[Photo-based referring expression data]
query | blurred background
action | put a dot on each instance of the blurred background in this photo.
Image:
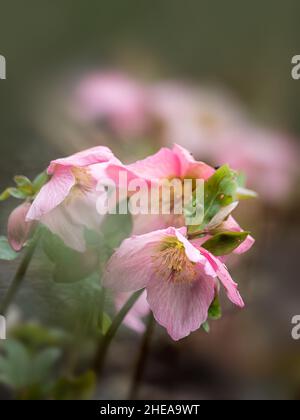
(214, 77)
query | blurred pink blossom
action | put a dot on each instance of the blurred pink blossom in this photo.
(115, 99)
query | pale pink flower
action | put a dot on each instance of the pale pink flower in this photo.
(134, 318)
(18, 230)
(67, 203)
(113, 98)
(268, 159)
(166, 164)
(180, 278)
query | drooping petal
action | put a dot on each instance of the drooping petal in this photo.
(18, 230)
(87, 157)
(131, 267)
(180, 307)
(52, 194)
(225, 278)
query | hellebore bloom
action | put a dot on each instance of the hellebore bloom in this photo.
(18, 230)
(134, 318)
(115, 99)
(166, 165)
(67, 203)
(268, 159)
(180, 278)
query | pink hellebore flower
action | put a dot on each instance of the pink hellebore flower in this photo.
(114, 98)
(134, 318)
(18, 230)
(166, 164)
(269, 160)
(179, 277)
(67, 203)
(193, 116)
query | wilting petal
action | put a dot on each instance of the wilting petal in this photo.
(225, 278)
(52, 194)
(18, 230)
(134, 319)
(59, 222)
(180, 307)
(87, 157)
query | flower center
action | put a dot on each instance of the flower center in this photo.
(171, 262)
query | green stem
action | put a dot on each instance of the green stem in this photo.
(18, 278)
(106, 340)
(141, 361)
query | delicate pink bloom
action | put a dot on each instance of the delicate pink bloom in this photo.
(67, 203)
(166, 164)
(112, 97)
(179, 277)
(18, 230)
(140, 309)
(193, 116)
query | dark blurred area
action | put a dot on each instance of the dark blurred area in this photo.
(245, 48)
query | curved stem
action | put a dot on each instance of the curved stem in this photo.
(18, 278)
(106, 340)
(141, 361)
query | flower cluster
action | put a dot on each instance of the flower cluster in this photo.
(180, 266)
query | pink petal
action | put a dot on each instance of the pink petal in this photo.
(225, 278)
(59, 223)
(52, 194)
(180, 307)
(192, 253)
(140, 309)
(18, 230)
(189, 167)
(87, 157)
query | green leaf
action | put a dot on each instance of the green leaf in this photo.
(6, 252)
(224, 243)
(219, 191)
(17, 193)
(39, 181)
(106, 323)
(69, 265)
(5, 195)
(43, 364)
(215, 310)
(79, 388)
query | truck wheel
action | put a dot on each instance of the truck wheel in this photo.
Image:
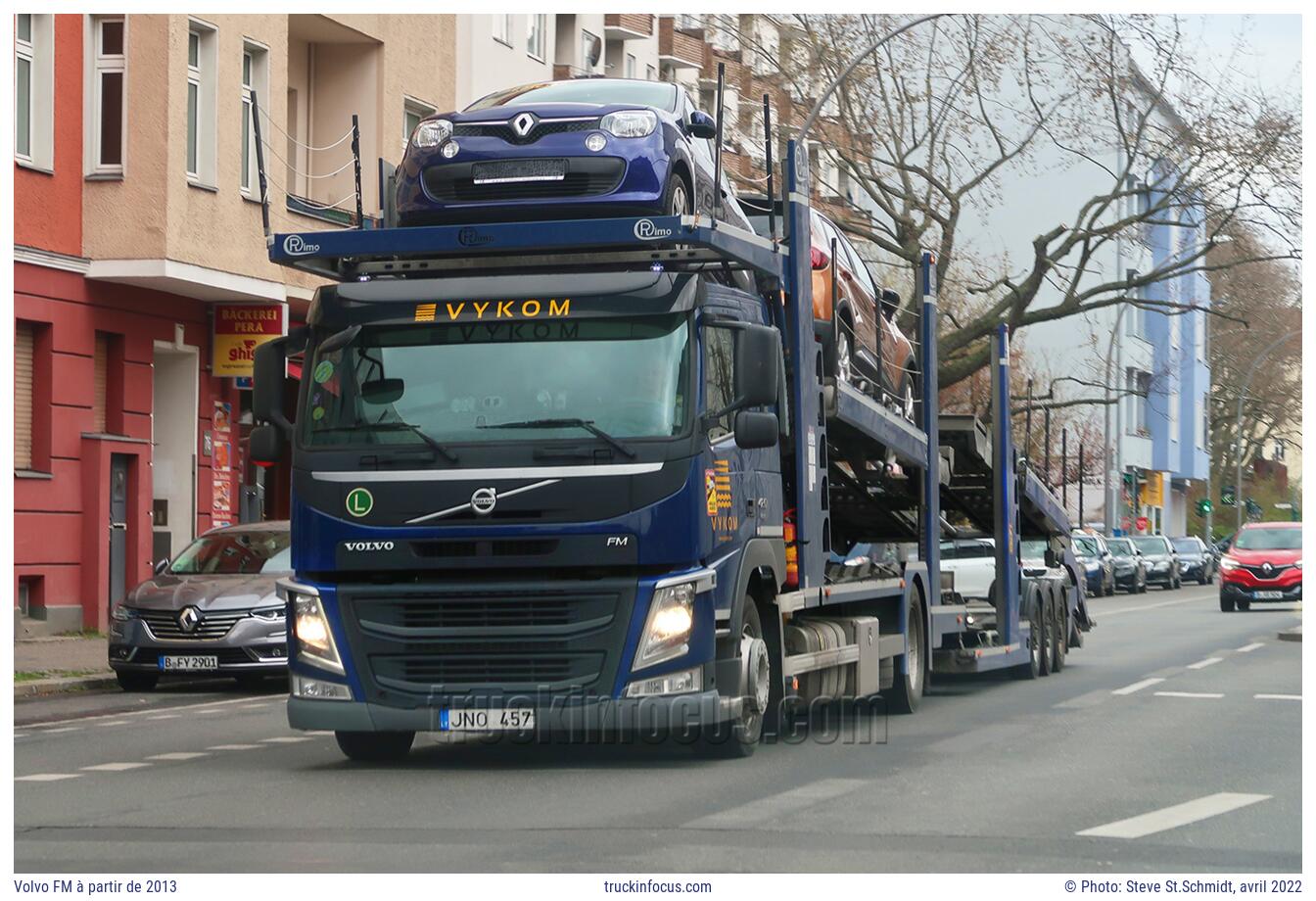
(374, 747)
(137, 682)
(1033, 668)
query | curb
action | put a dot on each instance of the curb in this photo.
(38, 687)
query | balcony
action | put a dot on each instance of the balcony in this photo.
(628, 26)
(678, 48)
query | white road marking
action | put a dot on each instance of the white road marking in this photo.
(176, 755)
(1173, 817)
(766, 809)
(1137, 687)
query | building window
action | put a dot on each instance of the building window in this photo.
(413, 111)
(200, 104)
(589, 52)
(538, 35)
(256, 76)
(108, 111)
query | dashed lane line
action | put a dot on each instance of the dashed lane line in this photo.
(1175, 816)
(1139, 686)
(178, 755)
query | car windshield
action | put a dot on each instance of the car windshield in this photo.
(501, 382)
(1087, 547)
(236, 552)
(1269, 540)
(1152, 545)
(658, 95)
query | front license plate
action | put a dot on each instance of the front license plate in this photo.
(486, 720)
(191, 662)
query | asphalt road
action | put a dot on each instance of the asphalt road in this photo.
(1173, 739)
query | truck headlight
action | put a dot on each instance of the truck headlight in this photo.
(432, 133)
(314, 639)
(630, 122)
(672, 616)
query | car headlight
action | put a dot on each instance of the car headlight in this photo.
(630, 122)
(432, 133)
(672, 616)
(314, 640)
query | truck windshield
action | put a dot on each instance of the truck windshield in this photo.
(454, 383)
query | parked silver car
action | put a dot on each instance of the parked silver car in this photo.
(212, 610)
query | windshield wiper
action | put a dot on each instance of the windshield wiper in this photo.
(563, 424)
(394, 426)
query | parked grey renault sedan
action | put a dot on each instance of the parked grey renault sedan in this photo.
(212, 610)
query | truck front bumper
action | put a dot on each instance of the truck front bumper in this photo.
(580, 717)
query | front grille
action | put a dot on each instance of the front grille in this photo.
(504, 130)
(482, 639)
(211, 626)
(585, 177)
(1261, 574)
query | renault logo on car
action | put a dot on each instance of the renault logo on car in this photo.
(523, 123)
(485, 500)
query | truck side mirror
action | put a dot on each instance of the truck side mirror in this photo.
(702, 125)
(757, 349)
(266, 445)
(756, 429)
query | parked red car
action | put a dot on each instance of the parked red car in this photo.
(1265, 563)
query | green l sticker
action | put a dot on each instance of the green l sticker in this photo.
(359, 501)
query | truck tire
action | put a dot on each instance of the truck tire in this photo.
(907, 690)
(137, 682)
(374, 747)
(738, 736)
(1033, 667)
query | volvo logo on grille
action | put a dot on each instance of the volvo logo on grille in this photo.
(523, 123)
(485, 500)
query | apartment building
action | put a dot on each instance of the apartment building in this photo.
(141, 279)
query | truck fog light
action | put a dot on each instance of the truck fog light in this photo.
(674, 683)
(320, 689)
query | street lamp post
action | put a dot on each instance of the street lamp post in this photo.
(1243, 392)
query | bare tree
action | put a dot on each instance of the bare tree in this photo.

§ **Task details**
Would you transcribe each of the entries exactly, skipping the pictures?

§ **Result below**
query | blurred background
action | put a dot on each instance of the blurred background in this photo.
Image:
(214, 77)
query | blurred pink blossom
action | put a dot on each instance of the blurred pink blossom in this photo.
(115, 99)
query | pale pink flower
action | put a dot on each instance of the pale pink flower in this photo.
(134, 318)
(18, 230)
(67, 203)
(113, 98)
(268, 159)
(166, 164)
(180, 278)
query | drooping petal
action | put a dot on each instance of the drooping petal in this photo.
(18, 230)
(87, 157)
(131, 267)
(180, 307)
(52, 194)
(225, 278)
query | hellebore bloom
action | put a dot on each instance of the hellebore bloom in this photo.
(18, 230)
(134, 318)
(115, 99)
(166, 165)
(67, 203)
(268, 159)
(180, 278)
query | pink hellebore flower
action | put a dot on each instance of the pink hellebore flower in this photo.
(114, 98)
(134, 318)
(18, 230)
(166, 164)
(269, 160)
(179, 277)
(67, 203)
(193, 116)
query | wilting petal
action | put a dot on each instance of the wilting petal in this photo.
(225, 278)
(52, 194)
(18, 230)
(134, 319)
(59, 222)
(180, 307)
(87, 157)
query | flower center
action | put a dot on each instance of the flower center in this photo.
(171, 262)
query | green stem
action | put a dot on each instance of the green stem in this photo.
(18, 278)
(106, 340)
(141, 361)
query | delicate pink bloom
action | put a dot on each instance of the delicate pink bloom in this photo.
(67, 203)
(166, 164)
(112, 97)
(179, 277)
(18, 230)
(140, 309)
(193, 116)
query | dark blurred area
action | put a dot on each instance of the dark blurred area in this photo.
(245, 48)
query | curved stem
action | put a dot on each instance of the curved stem in this photo.
(18, 278)
(106, 340)
(141, 361)
query | flower cluster
action | put a dot on each instance of the flower cluster in this photo.
(180, 266)
query | pink petal
action | put a dot on each instance of the pink petal in this photo.
(225, 278)
(59, 223)
(52, 194)
(180, 307)
(192, 253)
(140, 309)
(18, 230)
(189, 167)
(87, 157)
query | green leaf
action | put a dot on each instance of the green leaf in this photo.
(6, 252)
(224, 243)
(219, 191)
(17, 193)
(39, 181)
(106, 323)
(69, 265)
(5, 195)
(43, 364)
(215, 310)
(79, 388)
query | truck wheel
action | put a dot on each instance of the truck wheel in this photo.
Image:
(374, 747)
(137, 682)
(1033, 668)
query | curb
action | put a dot on each instance of the curb in this photo.
(38, 687)
query | balcony
action | put a dot on each instance of the balcony in this photo.
(628, 26)
(678, 48)
query | white road marking
action | put a dot on each instance of the white road marking in this photo.
(176, 755)
(1173, 817)
(766, 809)
(1137, 687)
query | building window
action | put a dot on each instance of the building window in this photo.
(413, 111)
(200, 104)
(589, 52)
(538, 35)
(256, 76)
(108, 111)
query | dashed lane line
action | put a dot on each instance of the dashed lane line in this photo.
(1175, 816)
(1139, 686)
(178, 755)
query | car windshield
action | put a dot on each instance of the car windshield in this photo.
(501, 382)
(1087, 547)
(236, 552)
(1269, 540)
(1152, 545)
(658, 95)
query | front license plate
action | put a dot on each instance of the front license plate in this photo.
(486, 720)
(191, 662)
query | asphalt road
action | put a dot on each instance of the asphalt road in this photo.
(1173, 739)
query | truck headlight
action | put a dot on each instance of the truck headlight in this photo.
(432, 133)
(314, 639)
(630, 122)
(672, 616)
query | car headlight
action | put a dot on each instance of the car headlight in this photo.
(630, 122)
(432, 133)
(672, 616)
(314, 640)
query | truck windshield
action | put a dot on each instance of the truck windshield in this photo.
(454, 383)
query | parked silver car
action | put a dot on each instance of the parked silver car in this photo.
(212, 610)
query | windshield wiper
action | put a dot on each instance of the windshield wiper in this photo.
(563, 424)
(394, 426)
query | parked grey renault sedan
action | put a dot on each instance of the parked grey renault sedan in this photo.
(212, 610)
query | truck front bumper
action | put a dot on each instance of the truck front bumper in this photo.
(580, 717)
query | front grille
action | put a dot on each instance of the front grille in this photo.
(504, 130)
(482, 639)
(211, 626)
(585, 177)
(1261, 574)
query | renault logo on car
action | put a dot on each instance of the renault logo on car in this photo.
(523, 123)
(485, 500)
query | truck side mirror
action | put a dot on each instance of the truck side mirror in this photo.
(702, 125)
(757, 349)
(266, 445)
(756, 429)
query | parked red car
action | put a dot on each instance of the parked red car in this photo.
(1265, 563)
query | green l sticker
action | put a dot on each instance of the green l sticker in this photo.
(359, 501)
query | truck tire
action | put a dot on each instance of the truck tire in this photo.
(907, 690)
(137, 682)
(374, 747)
(738, 736)
(1033, 667)
query | volvo logo on grille
action | put a dot on each instance of the volvo logo on grille in this photo.
(523, 123)
(485, 500)
query | apartment building
action | put a dot on each instance of the apartment building in this photo.
(141, 279)
query | truck fog light
action | put a dot on each instance of the truck fog light in this photo.
(674, 683)
(320, 689)
query | street lamp post
action | put a dot on each instance of the street lamp post in this photo.
(1243, 392)
query | bare tree
action | put a dot on each instance of the bare tree in this photo.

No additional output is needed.